__Exercise aim__
Lines from the line with "Where can the shirt" to the line with "Where can the wall" in the entries below, and only those, must be output exactly, with both ends included.

__Data records__
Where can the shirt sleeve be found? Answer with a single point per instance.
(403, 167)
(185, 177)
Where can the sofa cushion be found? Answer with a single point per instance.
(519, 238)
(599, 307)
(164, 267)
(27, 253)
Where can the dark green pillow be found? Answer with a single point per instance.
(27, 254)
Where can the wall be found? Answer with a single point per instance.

...

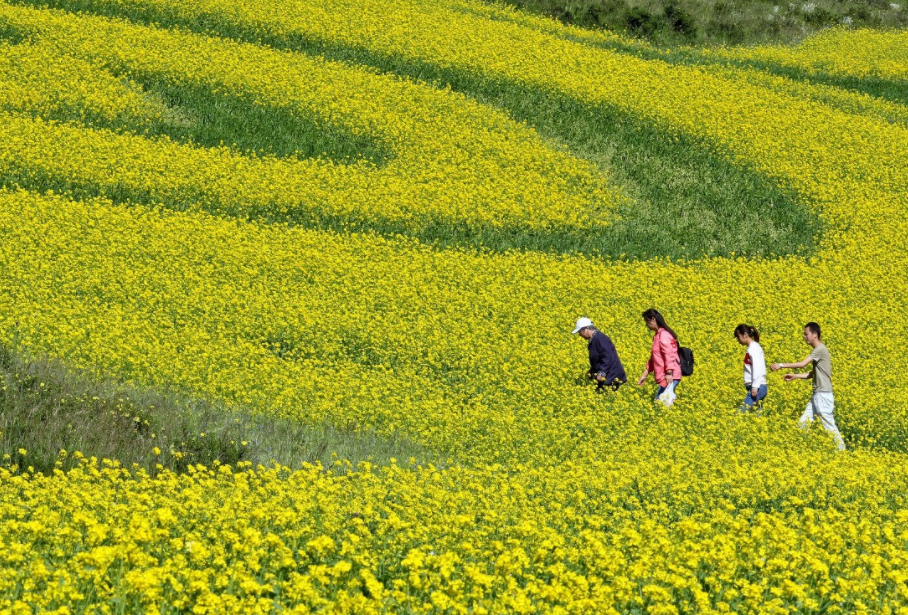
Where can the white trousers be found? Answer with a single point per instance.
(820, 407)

__Answer space__
Where can the shirt sleeve be found? Answer with a single point per instance.
(403, 167)
(185, 177)
Where can the sofa cushion be found? Answer with a single point per instance.
(519, 238)
(599, 307)
(164, 267)
(27, 253)
Where can the dark green pillow be found? Answer with a single point per instance.
(27, 254)
Where can the wall be found? Answer with a single point per instance.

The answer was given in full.